══ EXTRACTED INFORMATION ══

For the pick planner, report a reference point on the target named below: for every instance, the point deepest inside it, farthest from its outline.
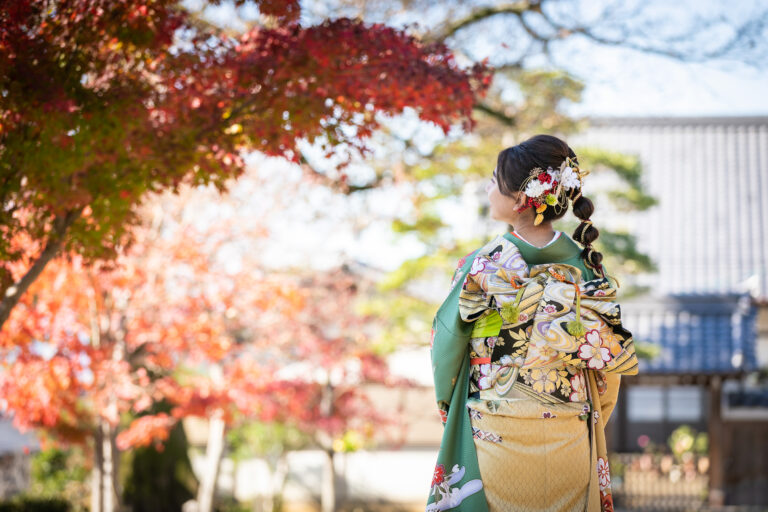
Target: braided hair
(514, 165)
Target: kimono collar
(562, 249)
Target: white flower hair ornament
(552, 188)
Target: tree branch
(14, 292)
(451, 27)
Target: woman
(527, 350)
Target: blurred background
(227, 226)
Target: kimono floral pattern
(593, 351)
(604, 481)
(445, 488)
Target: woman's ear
(520, 200)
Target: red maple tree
(105, 101)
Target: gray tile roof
(696, 333)
(709, 232)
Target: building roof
(696, 334)
(709, 232)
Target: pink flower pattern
(593, 352)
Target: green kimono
(456, 483)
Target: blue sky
(621, 82)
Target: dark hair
(515, 163)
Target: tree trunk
(213, 451)
(328, 489)
(207, 490)
(105, 495)
(12, 294)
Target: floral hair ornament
(551, 187)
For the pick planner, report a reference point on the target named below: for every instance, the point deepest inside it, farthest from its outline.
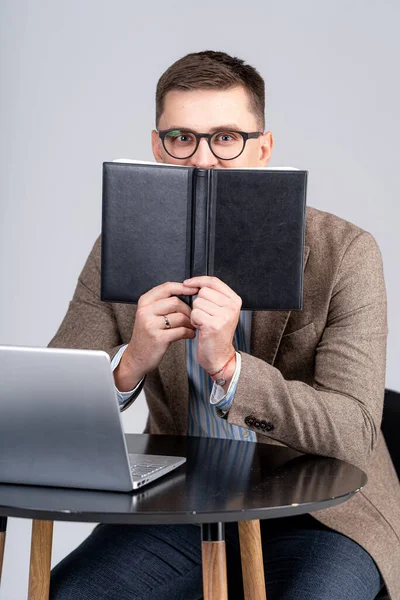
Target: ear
(156, 146)
(266, 145)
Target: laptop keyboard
(141, 470)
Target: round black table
(221, 481)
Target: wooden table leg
(3, 527)
(252, 560)
(39, 573)
(215, 583)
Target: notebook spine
(211, 212)
(200, 222)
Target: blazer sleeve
(89, 323)
(340, 414)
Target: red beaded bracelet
(221, 380)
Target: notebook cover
(257, 238)
(146, 228)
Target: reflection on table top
(222, 480)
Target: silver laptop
(60, 423)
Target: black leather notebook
(168, 223)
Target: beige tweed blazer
(317, 375)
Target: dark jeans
(303, 560)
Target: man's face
(207, 111)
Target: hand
(150, 337)
(215, 314)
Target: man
(315, 376)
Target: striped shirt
(204, 394)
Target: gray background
(77, 88)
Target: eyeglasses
(226, 145)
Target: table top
(221, 481)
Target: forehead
(203, 110)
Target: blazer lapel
(267, 328)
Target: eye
(180, 137)
(226, 137)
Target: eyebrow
(229, 126)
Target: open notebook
(164, 222)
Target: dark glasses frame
(245, 135)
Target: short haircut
(212, 70)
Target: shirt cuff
(221, 399)
(124, 397)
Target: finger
(165, 290)
(179, 333)
(171, 305)
(212, 282)
(175, 320)
(215, 297)
(207, 307)
(199, 318)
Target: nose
(203, 158)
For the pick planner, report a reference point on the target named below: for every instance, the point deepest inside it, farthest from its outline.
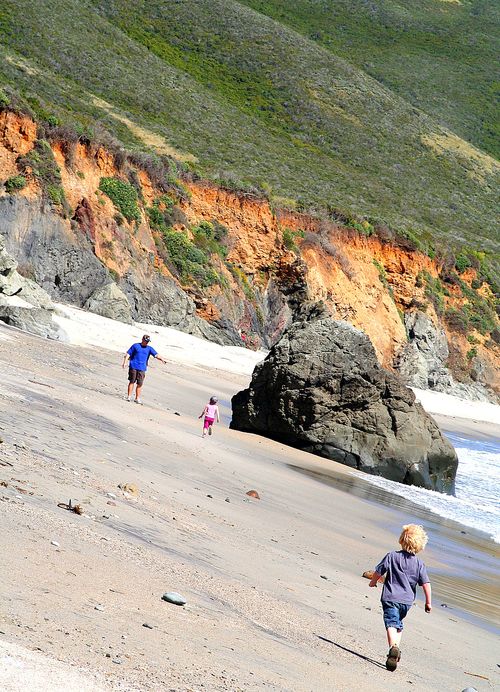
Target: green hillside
(440, 55)
(268, 101)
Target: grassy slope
(441, 56)
(248, 95)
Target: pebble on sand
(174, 597)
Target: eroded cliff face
(271, 261)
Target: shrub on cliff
(41, 164)
(210, 238)
(123, 195)
(15, 183)
(190, 262)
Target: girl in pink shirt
(211, 412)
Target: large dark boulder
(322, 389)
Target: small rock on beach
(174, 597)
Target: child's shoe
(393, 658)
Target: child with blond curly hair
(403, 570)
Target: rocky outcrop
(422, 362)
(62, 260)
(23, 304)
(268, 259)
(322, 389)
(110, 301)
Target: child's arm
(428, 597)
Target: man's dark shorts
(136, 376)
(394, 614)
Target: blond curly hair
(413, 538)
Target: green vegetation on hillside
(258, 103)
(441, 56)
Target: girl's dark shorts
(136, 376)
(395, 613)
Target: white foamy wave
(476, 504)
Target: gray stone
(23, 304)
(422, 362)
(110, 301)
(174, 597)
(322, 389)
(61, 261)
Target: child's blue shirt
(403, 572)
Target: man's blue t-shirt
(403, 572)
(139, 356)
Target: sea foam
(477, 502)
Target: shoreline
(274, 587)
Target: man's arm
(428, 597)
(374, 580)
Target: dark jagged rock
(321, 389)
(23, 304)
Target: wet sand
(260, 614)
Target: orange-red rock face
(361, 279)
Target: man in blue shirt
(139, 355)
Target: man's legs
(139, 381)
(394, 636)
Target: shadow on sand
(350, 651)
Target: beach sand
(275, 597)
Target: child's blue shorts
(394, 614)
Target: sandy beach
(275, 597)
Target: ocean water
(477, 501)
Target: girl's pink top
(211, 411)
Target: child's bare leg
(394, 636)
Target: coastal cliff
(87, 221)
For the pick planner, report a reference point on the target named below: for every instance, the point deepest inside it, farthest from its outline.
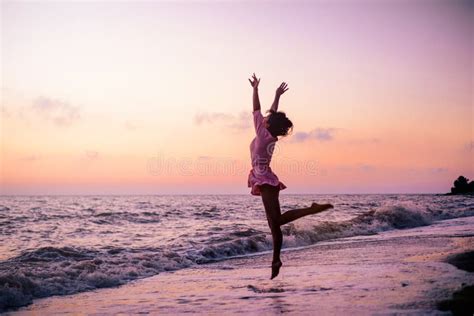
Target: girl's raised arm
(280, 90)
(256, 101)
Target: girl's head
(278, 124)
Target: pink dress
(261, 150)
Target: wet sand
(399, 271)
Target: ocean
(58, 245)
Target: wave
(51, 271)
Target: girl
(261, 178)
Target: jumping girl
(261, 178)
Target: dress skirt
(259, 176)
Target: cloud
(240, 121)
(30, 158)
(131, 125)
(92, 155)
(363, 141)
(469, 146)
(59, 112)
(320, 134)
(366, 167)
(438, 170)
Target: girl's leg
(272, 209)
(291, 215)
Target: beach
(399, 271)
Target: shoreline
(395, 271)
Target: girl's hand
(254, 83)
(282, 89)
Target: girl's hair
(279, 124)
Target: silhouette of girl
(261, 178)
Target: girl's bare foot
(276, 269)
(321, 207)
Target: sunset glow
(153, 97)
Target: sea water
(56, 245)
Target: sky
(122, 97)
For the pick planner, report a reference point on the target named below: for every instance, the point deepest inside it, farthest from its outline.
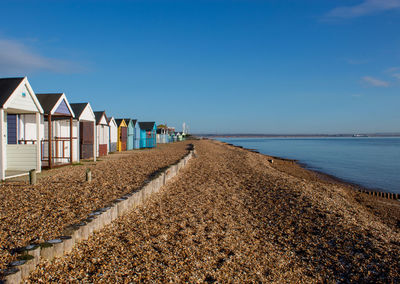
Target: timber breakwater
(233, 216)
(32, 255)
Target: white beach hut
(85, 122)
(113, 135)
(58, 131)
(20, 118)
(102, 132)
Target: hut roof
(119, 121)
(147, 125)
(48, 101)
(78, 108)
(99, 115)
(7, 87)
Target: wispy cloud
(375, 82)
(357, 61)
(364, 8)
(392, 69)
(16, 58)
(396, 75)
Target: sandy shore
(33, 214)
(231, 216)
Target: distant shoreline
(387, 135)
(321, 175)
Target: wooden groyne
(31, 255)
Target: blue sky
(221, 66)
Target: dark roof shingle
(99, 115)
(48, 101)
(146, 125)
(78, 108)
(7, 87)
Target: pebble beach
(37, 213)
(229, 216)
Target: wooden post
(32, 176)
(3, 145)
(70, 138)
(50, 141)
(88, 175)
(94, 141)
(38, 144)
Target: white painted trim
(38, 151)
(63, 97)
(112, 119)
(31, 93)
(3, 146)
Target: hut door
(86, 129)
(123, 138)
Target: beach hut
(113, 134)
(130, 140)
(20, 120)
(147, 134)
(60, 135)
(122, 134)
(85, 122)
(102, 133)
(136, 144)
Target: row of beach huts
(45, 130)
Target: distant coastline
(244, 135)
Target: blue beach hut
(136, 144)
(148, 134)
(131, 134)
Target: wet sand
(231, 216)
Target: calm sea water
(370, 162)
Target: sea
(370, 162)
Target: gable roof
(7, 87)
(111, 119)
(99, 115)
(147, 125)
(120, 121)
(78, 108)
(50, 101)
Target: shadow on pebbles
(230, 217)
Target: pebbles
(231, 217)
(35, 213)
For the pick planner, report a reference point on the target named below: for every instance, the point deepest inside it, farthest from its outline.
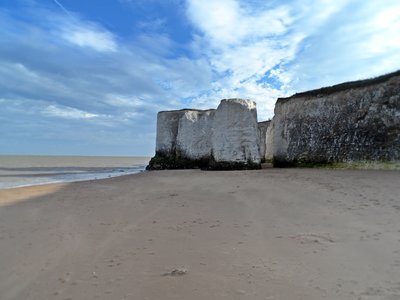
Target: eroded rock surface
(226, 138)
(350, 122)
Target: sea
(19, 171)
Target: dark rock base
(163, 161)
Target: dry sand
(268, 234)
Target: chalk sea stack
(356, 121)
(225, 138)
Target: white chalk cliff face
(355, 121)
(228, 136)
(235, 132)
(194, 139)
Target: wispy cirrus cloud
(89, 36)
(86, 83)
(263, 50)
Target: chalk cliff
(262, 133)
(234, 133)
(225, 138)
(354, 121)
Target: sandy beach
(189, 234)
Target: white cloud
(67, 112)
(89, 36)
(263, 50)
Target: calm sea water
(17, 171)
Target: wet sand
(267, 234)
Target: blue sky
(88, 77)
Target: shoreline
(190, 234)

═══

TASK TO CARRY OUT:
Write out again, exactly, the lines from the one holding "Target: dark rock base" through the end of the listing, with both ends included.

RESPONSE TO THIS TASK:
Target: dark rock base
(163, 161)
Target: dry sand
(268, 234)
Target: chalk sea stack
(356, 121)
(225, 138)
Target: white chalk cliff face
(355, 121)
(228, 136)
(235, 132)
(194, 139)
Target: wispy cirrus cloud
(89, 36)
(86, 83)
(263, 50)
Target: chalk cliff
(262, 133)
(234, 133)
(225, 138)
(354, 121)
Target: sandy beach
(189, 234)
Target: white cloud
(67, 112)
(89, 36)
(263, 50)
Target: calm sea water
(17, 171)
Target: wet sand
(267, 234)
Target: blue sky
(88, 77)
Target: shoreline
(190, 234)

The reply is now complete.